Stated goal A |
Which lines of the records contain the string "logo", with case counting? Identify each one and copy it in full.

Before I get into this post I’d just like to insert this disclaimer: as you’ve no doubt noticed by the fact that it’s taken me over a month to write this, I haven’t actually mastered the fine art of time management, but as someone who struggles with this issue on a daily basis, my advice will be all the more relevant!
First off though, extracurriculars. If you want to get involved in any of the 800 clubs and societies (fo realz), from the rowing club to the Ukulele ensemble, fall fest is the place to find out about it. It usually takes place on the Sunday evening before the first week of class. Glasgow, Imma let you finish but UNC had the best freshers fair of all time. In all seriousness though, it’s a huge event that takes place in open air on the sports fields (also huge, because ‘merica). There’s a stage with performances from the aforementioned ukulele ensemble, acapella, and various dance groups. Also, HBO was one of the sponsors, so of course there was an iron throne you could sit on to get your picture taken. Due to my unfortunate babyface, I don’t look like I’d last more than a few hours in King’s Landing but here’s the picture anyway for your entertainment:
Even if you know exactly what you want to sign up for and don’t feel like wandering around the stalls, it’s worth it to hang around for the free stuff (including free food of course). That’s right, free stuff, every student’s favourite thing.

Stated goal B |
Return the stretch of the fall fest post from "Before I get" through "the more relevant!", word for word.

Provided entries |
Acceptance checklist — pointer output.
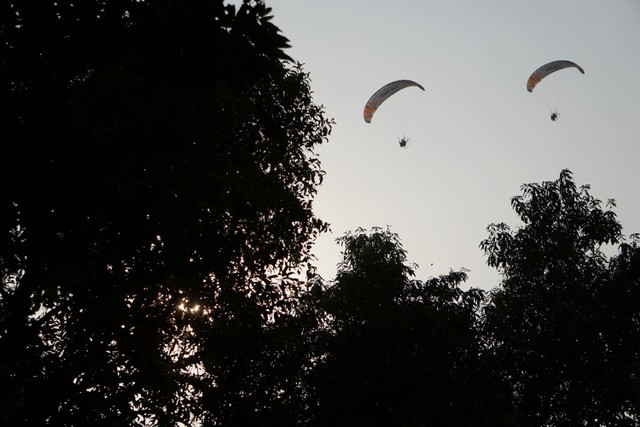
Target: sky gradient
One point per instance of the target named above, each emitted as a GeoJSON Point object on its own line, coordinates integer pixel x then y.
{"type": "Point", "coordinates": [476, 134]}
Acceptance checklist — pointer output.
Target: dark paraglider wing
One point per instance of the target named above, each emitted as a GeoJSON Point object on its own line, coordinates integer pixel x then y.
{"type": "Point", "coordinates": [547, 69]}
{"type": "Point", "coordinates": [383, 94]}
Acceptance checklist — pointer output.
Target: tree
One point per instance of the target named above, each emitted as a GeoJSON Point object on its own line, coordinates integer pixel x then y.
{"type": "Point", "coordinates": [396, 351]}
{"type": "Point", "coordinates": [563, 327]}
{"type": "Point", "coordinates": [159, 172]}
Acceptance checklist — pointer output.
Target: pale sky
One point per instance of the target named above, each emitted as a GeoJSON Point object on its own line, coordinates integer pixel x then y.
{"type": "Point", "coordinates": [476, 135]}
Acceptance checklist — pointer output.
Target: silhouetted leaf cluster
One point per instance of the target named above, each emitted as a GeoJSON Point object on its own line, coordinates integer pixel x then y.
{"type": "Point", "coordinates": [156, 224]}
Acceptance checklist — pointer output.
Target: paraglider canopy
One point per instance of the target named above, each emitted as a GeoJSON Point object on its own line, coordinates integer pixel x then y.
{"type": "Point", "coordinates": [547, 69]}
{"type": "Point", "coordinates": [383, 94]}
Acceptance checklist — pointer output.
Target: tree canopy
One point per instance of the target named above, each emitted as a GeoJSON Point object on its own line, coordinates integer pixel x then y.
{"type": "Point", "coordinates": [156, 265]}
{"type": "Point", "coordinates": [159, 172]}
{"type": "Point", "coordinates": [564, 326]}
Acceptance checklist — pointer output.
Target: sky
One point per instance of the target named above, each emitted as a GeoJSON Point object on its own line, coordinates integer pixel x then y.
{"type": "Point", "coordinates": [475, 134]}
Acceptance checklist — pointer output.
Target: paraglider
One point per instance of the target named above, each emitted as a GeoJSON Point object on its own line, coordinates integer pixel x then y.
{"type": "Point", "coordinates": [381, 95]}
{"type": "Point", "coordinates": [547, 69]}
{"type": "Point", "coordinates": [538, 75]}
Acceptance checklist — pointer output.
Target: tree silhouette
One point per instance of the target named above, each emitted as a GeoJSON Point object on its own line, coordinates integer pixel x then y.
{"type": "Point", "coordinates": [563, 327]}
{"type": "Point", "coordinates": [158, 172]}
{"type": "Point", "coordinates": [396, 351]}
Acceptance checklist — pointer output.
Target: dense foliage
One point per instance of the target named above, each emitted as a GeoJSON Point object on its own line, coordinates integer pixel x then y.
{"type": "Point", "coordinates": [156, 223]}
{"type": "Point", "coordinates": [158, 174]}
{"type": "Point", "coordinates": [564, 326]}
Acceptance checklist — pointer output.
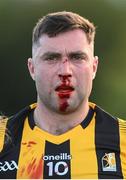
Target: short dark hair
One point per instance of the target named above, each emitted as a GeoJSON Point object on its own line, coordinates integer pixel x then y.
{"type": "Point", "coordinates": [55, 23]}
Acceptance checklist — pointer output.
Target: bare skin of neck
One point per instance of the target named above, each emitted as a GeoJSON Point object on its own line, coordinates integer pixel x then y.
{"type": "Point", "coordinates": [58, 124]}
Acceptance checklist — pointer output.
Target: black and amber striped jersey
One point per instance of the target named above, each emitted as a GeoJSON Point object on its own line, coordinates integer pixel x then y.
{"type": "Point", "coordinates": [96, 148]}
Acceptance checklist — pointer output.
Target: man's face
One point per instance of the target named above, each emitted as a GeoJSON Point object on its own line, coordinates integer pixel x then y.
{"type": "Point", "coordinates": [63, 68]}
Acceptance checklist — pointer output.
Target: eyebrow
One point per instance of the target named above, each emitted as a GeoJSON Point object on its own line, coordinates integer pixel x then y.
{"type": "Point", "coordinates": [49, 53]}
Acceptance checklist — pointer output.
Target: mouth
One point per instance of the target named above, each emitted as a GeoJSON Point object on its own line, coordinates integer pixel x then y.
{"type": "Point", "coordinates": [64, 91]}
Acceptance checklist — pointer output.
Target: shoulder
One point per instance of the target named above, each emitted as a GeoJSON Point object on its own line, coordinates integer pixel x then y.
{"type": "Point", "coordinates": [122, 126]}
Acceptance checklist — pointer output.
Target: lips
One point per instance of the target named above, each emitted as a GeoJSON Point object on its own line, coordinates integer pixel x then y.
{"type": "Point", "coordinates": [64, 88]}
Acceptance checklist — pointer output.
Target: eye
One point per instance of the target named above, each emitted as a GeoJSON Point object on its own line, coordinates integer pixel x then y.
{"type": "Point", "coordinates": [78, 57]}
{"type": "Point", "coordinates": [51, 58]}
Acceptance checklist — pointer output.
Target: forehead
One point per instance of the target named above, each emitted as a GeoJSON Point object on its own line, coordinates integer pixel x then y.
{"type": "Point", "coordinates": [74, 40]}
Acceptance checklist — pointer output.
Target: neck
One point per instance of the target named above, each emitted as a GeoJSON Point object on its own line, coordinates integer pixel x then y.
{"type": "Point", "coordinates": [55, 123]}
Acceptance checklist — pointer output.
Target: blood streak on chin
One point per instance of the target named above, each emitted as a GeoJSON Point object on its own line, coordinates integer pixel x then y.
{"type": "Point", "coordinates": [63, 105]}
{"type": "Point", "coordinates": [63, 98]}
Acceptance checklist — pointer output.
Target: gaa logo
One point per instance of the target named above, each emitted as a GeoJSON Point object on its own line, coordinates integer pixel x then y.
{"type": "Point", "coordinates": [5, 166]}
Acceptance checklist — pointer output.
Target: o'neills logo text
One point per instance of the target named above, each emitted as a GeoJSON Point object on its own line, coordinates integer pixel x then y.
{"type": "Point", "coordinates": [61, 156]}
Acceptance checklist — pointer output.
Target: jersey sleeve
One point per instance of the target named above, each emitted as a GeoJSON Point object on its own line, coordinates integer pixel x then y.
{"type": "Point", "coordinates": [122, 129]}
{"type": "Point", "coordinates": [3, 122]}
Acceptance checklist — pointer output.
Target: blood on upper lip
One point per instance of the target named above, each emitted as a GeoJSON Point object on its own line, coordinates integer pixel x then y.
{"type": "Point", "coordinates": [64, 88]}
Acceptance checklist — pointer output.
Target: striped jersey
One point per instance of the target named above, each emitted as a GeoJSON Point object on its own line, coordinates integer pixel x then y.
{"type": "Point", "coordinates": [96, 148]}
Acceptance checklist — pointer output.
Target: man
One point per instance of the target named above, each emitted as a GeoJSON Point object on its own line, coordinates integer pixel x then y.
{"type": "Point", "coordinates": [63, 136]}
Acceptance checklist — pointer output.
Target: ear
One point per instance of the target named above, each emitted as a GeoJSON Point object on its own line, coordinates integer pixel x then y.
{"type": "Point", "coordinates": [31, 68]}
{"type": "Point", "coordinates": [95, 66]}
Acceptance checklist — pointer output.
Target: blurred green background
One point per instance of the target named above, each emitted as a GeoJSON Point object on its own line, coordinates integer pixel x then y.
{"type": "Point", "coordinates": [17, 19]}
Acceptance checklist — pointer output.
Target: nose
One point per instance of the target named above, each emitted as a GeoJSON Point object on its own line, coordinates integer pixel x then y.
{"type": "Point", "coordinates": [65, 68]}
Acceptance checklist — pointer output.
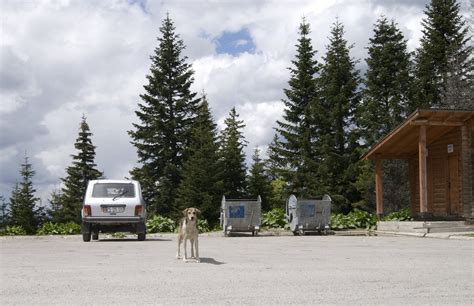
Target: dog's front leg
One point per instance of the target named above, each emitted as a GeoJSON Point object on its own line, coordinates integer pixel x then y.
{"type": "Point", "coordinates": [185, 250]}
{"type": "Point", "coordinates": [197, 249]}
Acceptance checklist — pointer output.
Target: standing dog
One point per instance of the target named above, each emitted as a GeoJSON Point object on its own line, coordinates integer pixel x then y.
{"type": "Point", "coordinates": [188, 230]}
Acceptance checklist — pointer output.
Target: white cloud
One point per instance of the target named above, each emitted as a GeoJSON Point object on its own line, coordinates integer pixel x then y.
{"type": "Point", "coordinates": [62, 59]}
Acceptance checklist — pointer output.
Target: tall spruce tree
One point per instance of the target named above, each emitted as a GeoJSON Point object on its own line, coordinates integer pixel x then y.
{"type": "Point", "coordinates": [445, 53]}
{"type": "Point", "coordinates": [165, 119]}
{"type": "Point", "coordinates": [298, 132]}
{"type": "Point", "coordinates": [339, 81]}
{"type": "Point", "coordinates": [388, 82]}
{"type": "Point", "coordinates": [259, 181]}
{"type": "Point", "coordinates": [54, 211]}
{"type": "Point", "coordinates": [200, 186]}
{"type": "Point", "coordinates": [82, 170]}
{"type": "Point", "coordinates": [25, 210]}
{"type": "Point", "coordinates": [386, 101]}
{"type": "Point", "coordinates": [232, 156]}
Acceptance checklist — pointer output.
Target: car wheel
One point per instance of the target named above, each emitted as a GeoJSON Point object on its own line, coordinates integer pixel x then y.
{"type": "Point", "coordinates": [86, 237]}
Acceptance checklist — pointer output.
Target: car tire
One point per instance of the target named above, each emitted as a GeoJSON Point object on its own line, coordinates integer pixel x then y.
{"type": "Point", "coordinates": [86, 237]}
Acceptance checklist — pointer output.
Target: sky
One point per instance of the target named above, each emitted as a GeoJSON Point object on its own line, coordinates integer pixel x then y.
{"type": "Point", "coordinates": [60, 60]}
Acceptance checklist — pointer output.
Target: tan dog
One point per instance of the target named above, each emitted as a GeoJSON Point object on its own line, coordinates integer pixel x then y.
{"type": "Point", "coordinates": [188, 230]}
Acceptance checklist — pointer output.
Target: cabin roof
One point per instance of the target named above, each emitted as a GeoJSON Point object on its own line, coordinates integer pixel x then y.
{"type": "Point", "coordinates": [402, 142]}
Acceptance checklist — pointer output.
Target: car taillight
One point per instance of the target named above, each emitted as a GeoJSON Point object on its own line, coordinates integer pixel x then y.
{"type": "Point", "coordinates": [138, 210]}
{"type": "Point", "coordinates": [87, 210]}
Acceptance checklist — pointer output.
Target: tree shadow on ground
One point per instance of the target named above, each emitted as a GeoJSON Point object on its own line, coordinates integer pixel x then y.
{"type": "Point", "coordinates": [132, 239]}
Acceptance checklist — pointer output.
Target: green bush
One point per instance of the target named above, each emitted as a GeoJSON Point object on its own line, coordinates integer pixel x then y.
{"type": "Point", "coordinates": [160, 224]}
{"type": "Point", "coordinates": [354, 219]}
{"type": "Point", "coordinates": [401, 215]}
{"type": "Point", "coordinates": [274, 218]}
{"type": "Point", "coordinates": [13, 230]}
{"type": "Point", "coordinates": [50, 228]}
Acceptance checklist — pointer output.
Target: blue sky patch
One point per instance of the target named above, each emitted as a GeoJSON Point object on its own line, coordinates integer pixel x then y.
{"type": "Point", "coordinates": [234, 43]}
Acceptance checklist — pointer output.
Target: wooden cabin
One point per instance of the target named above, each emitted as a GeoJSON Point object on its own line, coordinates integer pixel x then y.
{"type": "Point", "coordinates": [439, 148]}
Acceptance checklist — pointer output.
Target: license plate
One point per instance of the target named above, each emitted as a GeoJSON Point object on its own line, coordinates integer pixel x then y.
{"type": "Point", "coordinates": [113, 210]}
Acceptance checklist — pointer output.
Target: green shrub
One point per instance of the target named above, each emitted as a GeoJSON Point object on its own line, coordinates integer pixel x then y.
{"type": "Point", "coordinates": [160, 224]}
{"type": "Point", "coordinates": [274, 218]}
{"type": "Point", "coordinates": [50, 228]}
{"type": "Point", "coordinates": [13, 230]}
{"type": "Point", "coordinates": [401, 215]}
{"type": "Point", "coordinates": [354, 219]}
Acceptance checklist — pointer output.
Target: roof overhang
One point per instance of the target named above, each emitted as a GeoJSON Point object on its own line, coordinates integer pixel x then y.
{"type": "Point", "coordinates": [402, 142]}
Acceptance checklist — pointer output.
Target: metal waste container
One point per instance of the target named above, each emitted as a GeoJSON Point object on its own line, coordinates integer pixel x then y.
{"type": "Point", "coordinates": [241, 215]}
{"type": "Point", "coordinates": [308, 215]}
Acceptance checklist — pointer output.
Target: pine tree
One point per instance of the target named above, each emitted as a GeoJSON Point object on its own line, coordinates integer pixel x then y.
{"type": "Point", "coordinates": [386, 102]}
{"type": "Point", "coordinates": [445, 46]}
{"type": "Point", "coordinates": [54, 212]}
{"type": "Point", "coordinates": [232, 157]}
{"type": "Point", "coordinates": [298, 132]}
{"type": "Point", "coordinates": [339, 83]}
{"type": "Point", "coordinates": [387, 94]}
{"type": "Point", "coordinates": [259, 181]}
{"type": "Point", "coordinates": [24, 206]}
{"type": "Point", "coordinates": [82, 170]}
{"type": "Point", "coordinates": [274, 162]}
{"type": "Point", "coordinates": [200, 186]}
{"type": "Point", "coordinates": [166, 114]}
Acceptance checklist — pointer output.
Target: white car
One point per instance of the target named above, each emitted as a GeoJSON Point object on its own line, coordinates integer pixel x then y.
{"type": "Point", "coordinates": [113, 206]}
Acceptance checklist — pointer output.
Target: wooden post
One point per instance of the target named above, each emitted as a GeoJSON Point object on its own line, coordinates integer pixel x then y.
{"type": "Point", "coordinates": [422, 153]}
{"type": "Point", "coordinates": [378, 187]}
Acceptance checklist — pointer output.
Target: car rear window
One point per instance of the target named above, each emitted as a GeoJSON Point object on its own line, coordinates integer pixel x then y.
{"type": "Point", "coordinates": [112, 190]}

Answer A |
Target: gaa logo
Target: o'neills logo text

Answer B |
Before I get into this post I’d just like to insert this disclaimer: as you’ve no doubt noticed by the fact that it’s taken me over a month to write this, I haven’t actually mastered the fine art of time management, but as someone who struggles with this issue on a daily basis, my advice will be all the more relevant!